** START OF ENTRIES PROVIDED **

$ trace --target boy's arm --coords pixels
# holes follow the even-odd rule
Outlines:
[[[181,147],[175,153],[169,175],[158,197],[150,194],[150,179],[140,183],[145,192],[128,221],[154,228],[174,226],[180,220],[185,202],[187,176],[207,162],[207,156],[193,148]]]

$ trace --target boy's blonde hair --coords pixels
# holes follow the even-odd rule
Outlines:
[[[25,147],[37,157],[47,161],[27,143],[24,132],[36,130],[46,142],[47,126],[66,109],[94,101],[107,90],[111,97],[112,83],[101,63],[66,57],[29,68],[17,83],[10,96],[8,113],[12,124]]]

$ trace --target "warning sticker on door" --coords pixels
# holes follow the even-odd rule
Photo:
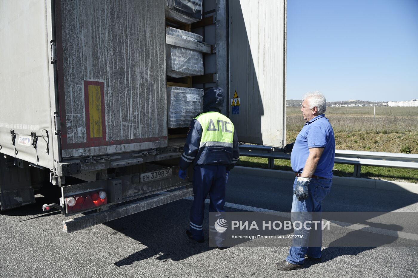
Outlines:
[[[240,99],[231,99],[231,106],[240,106]]]
[[[19,145],[30,147],[31,145],[31,141],[32,138],[30,136],[19,136],[18,143]]]
[[[231,106],[240,106],[241,105],[240,100],[236,91],[235,94],[234,94],[234,98],[231,99]]]

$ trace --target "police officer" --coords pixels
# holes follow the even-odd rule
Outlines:
[[[190,164],[193,163],[194,166],[194,199],[190,210],[190,230],[186,233],[200,243],[204,241],[205,199],[209,193],[209,211],[224,211],[226,179],[240,157],[234,124],[220,113],[224,98],[224,90],[217,87],[204,94],[203,113],[190,124],[180,159],[178,176],[183,179],[187,177],[186,170]]]

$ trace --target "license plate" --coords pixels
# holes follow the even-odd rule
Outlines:
[[[141,182],[146,182],[156,179],[163,179],[173,176],[173,169],[167,168],[161,170],[156,170],[152,172],[143,173],[141,174]]]

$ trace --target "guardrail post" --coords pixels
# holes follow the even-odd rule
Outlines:
[[[353,175],[354,177],[359,177],[361,176],[362,165],[355,164],[354,165],[354,173]]]
[[[269,158],[268,159],[268,169],[273,169],[274,168],[274,159]]]

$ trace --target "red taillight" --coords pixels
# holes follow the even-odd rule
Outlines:
[[[99,207],[107,203],[107,198],[101,198],[106,192],[103,191],[94,191],[82,195],[67,197],[65,198],[67,213],[71,213]],[[70,200],[69,203],[69,200]]]

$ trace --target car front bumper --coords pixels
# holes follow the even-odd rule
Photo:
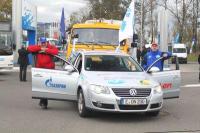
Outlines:
[[[106,112],[150,112],[158,111],[162,108],[163,94],[151,94],[148,97],[139,97],[147,100],[145,105],[123,105],[120,103],[122,98],[133,99],[134,97],[118,97],[114,93],[96,94],[88,92],[86,107],[97,111]],[[137,97],[138,98],[138,97]]]

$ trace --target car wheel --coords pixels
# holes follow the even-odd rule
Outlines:
[[[156,117],[159,115],[159,113],[160,113],[160,111],[146,112],[146,116]]]
[[[85,106],[85,98],[82,90],[79,90],[78,92],[78,113],[81,117],[88,116],[88,110]]]

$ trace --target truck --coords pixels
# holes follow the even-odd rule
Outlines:
[[[185,44],[176,43],[172,45],[172,55],[177,56],[180,63],[187,64],[187,47]],[[172,58],[172,63],[175,62],[175,58]]]
[[[0,22],[0,71],[14,67],[12,27],[10,22]]]
[[[128,39],[119,46],[120,21],[117,20],[87,20],[85,23],[74,24],[70,30],[67,44],[67,59],[74,50],[114,51],[117,48],[128,53]],[[75,44],[73,43],[76,39]]]

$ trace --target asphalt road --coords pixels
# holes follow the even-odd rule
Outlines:
[[[199,84],[198,67],[181,65],[180,98],[165,100],[158,117],[94,113],[80,118],[76,104],[64,101],[50,101],[42,110],[31,99],[31,73],[28,82],[19,82],[17,72],[0,73],[0,133],[200,133],[200,87],[190,87]]]

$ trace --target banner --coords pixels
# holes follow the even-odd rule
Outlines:
[[[120,30],[119,30],[119,42],[127,38],[133,37],[134,30],[134,10],[135,10],[135,1],[132,0],[129,8],[126,11],[124,19],[122,21]]]
[[[22,28],[24,30],[36,30],[37,8],[27,0],[22,0]]]

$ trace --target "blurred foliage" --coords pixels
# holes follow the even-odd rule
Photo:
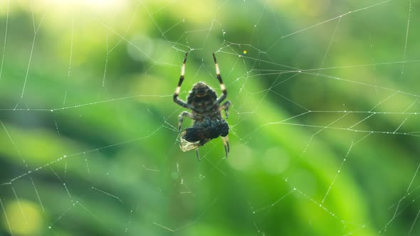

** END OF ENTRIES PROVIDED **

▶ WORK TO COMPLETE:
Copy all of the items above with every "Outlines" renamed to "Polygons", keeping everything else the same. Omit the pictures.

▶ FULL ANSWER:
$ trace --target boy's arm --coords pixels
# holes follow the even-odd rule
Polygons:
[[[181,147],[175,153],[169,175],[158,197],[150,194],[150,179],[140,183],[145,192],[128,221],[154,228],[174,226],[180,220],[185,202],[187,176],[207,162],[207,156],[193,148]]]

$ trace --target boy's blonde hair --coords pixels
# holes follow the even-odd rule
Polygons:
[[[25,147],[37,157],[47,161],[27,143],[24,132],[36,130],[46,142],[47,126],[66,109],[94,101],[107,90],[111,97],[112,83],[101,63],[66,57],[29,68],[17,83],[10,96],[8,113],[12,124]]]

$ trace --target "warning sticker on door" --coords pixels
# holes follow the even-odd rule
Photo:
Polygons:
[[[240,99],[231,99],[231,106],[240,106]]]
[[[19,145],[30,147],[31,145],[31,141],[32,138],[30,136],[19,136],[18,143]]]
[[[231,106],[240,106],[241,105],[240,100],[236,91],[235,94],[234,94],[234,98],[231,99]]]

$ trace --target "police officer" --coords pixels
# holes follow the even-odd rule
Polygons:
[[[190,164],[193,163],[194,166],[194,199],[190,210],[190,230],[186,233],[200,243],[204,241],[205,199],[209,193],[209,211],[224,211],[226,179],[240,157],[234,124],[220,113],[224,98],[224,90],[217,87],[204,94],[203,113],[190,124],[180,159],[178,176],[183,179],[187,177],[186,170]]]

$ trace --target "license plate" --coords pixels
# holes follow the even-odd rule
Polygons:
[[[141,182],[146,182],[156,179],[163,179],[173,176],[173,169],[167,168],[161,170],[156,170],[152,172],[143,173],[141,174]]]

$ trace --target "guardrail post" --coords pixels
# holes follow the even-odd rule
Polygons:
[[[353,175],[354,177],[359,177],[361,176],[362,165],[355,164],[354,165],[354,173]]]
[[[269,158],[268,159],[268,169],[273,169],[274,168],[274,159]]]

$ trace --target "red taillight" --coords pixels
# holes follow the even-odd rule
Polygons:
[[[99,207],[107,203],[107,198],[101,198],[106,192],[103,191],[94,191],[82,195],[67,197],[65,198],[67,213],[71,213]],[[70,200],[69,203],[69,200]]]

$ trace --target car front bumper --coords pixels
# holes follow the even-odd rule
Photo:
Polygons:
[[[106,112],[150,112],[158,111],[162,108],[163,94],[151,94],[148,97],[139,97],[147,100],[145,105],[123,105],[120,103],[122,98],[133,99],[134,97],[118,97],[114,93],[96,94],[88,92],[86,107],[97,111]],[[137,97],[138,98],[138,97]]]

$ trace --target car wheel --coords pixels
# holes follow the even-odd rule
Polygons:
[[[156,117],[159,115],[159,113],[160,113],[160,111],[146,112],[146,116]]]
[[[85,106],[85,98],[82,90],[79,90],[78,92],[78,113],[81,117],[88,116],[88,110]]]

$ trace --target truck --coords pixels
# holes follow the even-odd rule
Polygons:
[[[185,44],[176,43],[172,45],[172,55],[177,56],[180,63],[187,64],[187,47]],[[172,58],[172,63],[175,62],[175,58]]]
[[[0,22],[0,71],[14,67],[12,27],[10,22]]]
[[[128,39],[119,46],[120,21],[117,20],[87,20],[85,23],[74,24],[70,30],[67,44],[67,59],[74,50],[114,51],[117,48],[128,53]],[[75,44],[73,43],[76,39]]]

$ trace --target asphalt road --coords pixels
# holes follow the even-odd rule
Polygons:
[[[199,84],[198,67],[181,65],[180,98],[165,100],[158,117],[94,113],[80,118],[76,104],[64,101],[50,101],[42,110],[31,99],[31,73],[28,82],[19,82],[17,72],[0,73],[0,133],[200,133],[200,87],[190,87]]]

$ trace --target banner --coords pixels
# holes follow the even-odd rule
Polygons:
[[[120,30],[119,30],[119,42],[127,38],[133,37],[134,30],[134,10],[135,10],[135,1],[132,0],[129,8],[126,11],[124,19],[122,21]]]
[[[22,28],[24,30],[36,30],[37,8],[27,0],[22,0]]]

$ trace --target "blurred foliage" --coords pixels
# holes follow the even-odd rule
Photo:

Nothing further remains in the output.